To do: Give again, exactly as written, each line of the material below starting at the line that contains "Format — one point per instance, like (365,482)" and ending at the line that contains "Format — one point per instance, like (1192,286)". Both ends count, and no other line does.
-------- Record set
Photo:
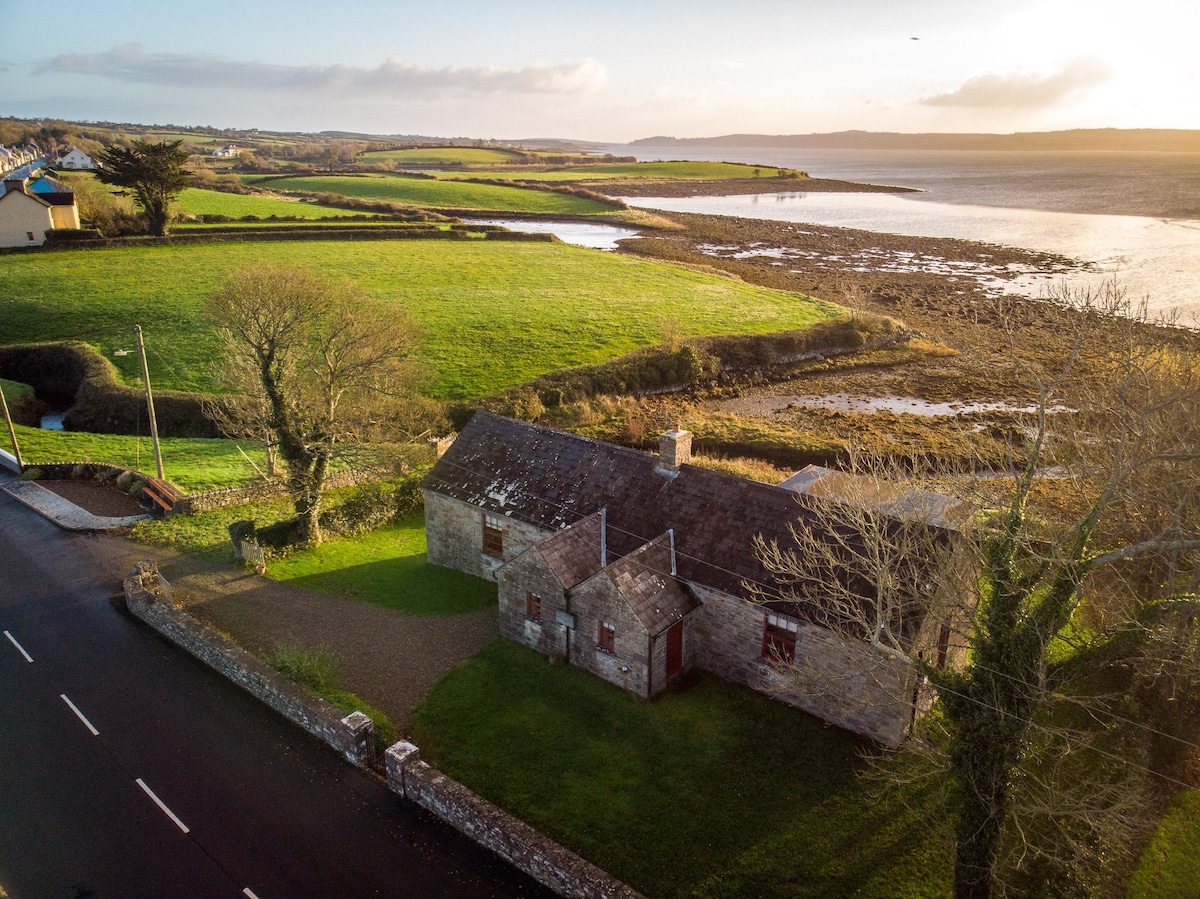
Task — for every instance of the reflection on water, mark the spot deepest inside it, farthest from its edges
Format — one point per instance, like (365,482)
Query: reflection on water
(597,235)
(1150,257)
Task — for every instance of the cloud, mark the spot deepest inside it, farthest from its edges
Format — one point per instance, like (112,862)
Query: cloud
(129,63)
(1024,89)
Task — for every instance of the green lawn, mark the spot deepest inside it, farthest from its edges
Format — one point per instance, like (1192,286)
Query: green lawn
(442,156)
(444,195)
(192,463)
(387,568)
(1170,865)
(195,201)
(624,172)
(712,791)
(493,313)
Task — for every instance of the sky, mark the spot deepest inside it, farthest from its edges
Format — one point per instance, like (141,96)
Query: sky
(607,71)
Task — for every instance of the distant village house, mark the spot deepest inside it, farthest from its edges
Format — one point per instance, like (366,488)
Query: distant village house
(636,567)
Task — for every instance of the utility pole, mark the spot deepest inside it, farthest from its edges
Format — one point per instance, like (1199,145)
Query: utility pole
(154,424)
(12,431)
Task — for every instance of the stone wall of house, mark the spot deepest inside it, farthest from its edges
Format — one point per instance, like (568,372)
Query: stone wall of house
(455,537)
(352,735)
(627,665)
(540,857)
(844,682)
(527,573)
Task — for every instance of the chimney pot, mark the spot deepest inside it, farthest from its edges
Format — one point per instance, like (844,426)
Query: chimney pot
(675,449)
----------------
Solved exercise:
Format — one point per instance, like (365,482)
Query: reflection on water
(597,235)
(1150,257)
Task — for every instance of the cloud, mark the spot deepest inside it, farthest from its edges
Format — one point per instance, like (112,862)
Query: cloud
(129,63)
(1024,89)
Task — for every instance of the green lawn, mark the spot deepest inside it, farthest from its edges
Format — one point per instance, like (1192,286)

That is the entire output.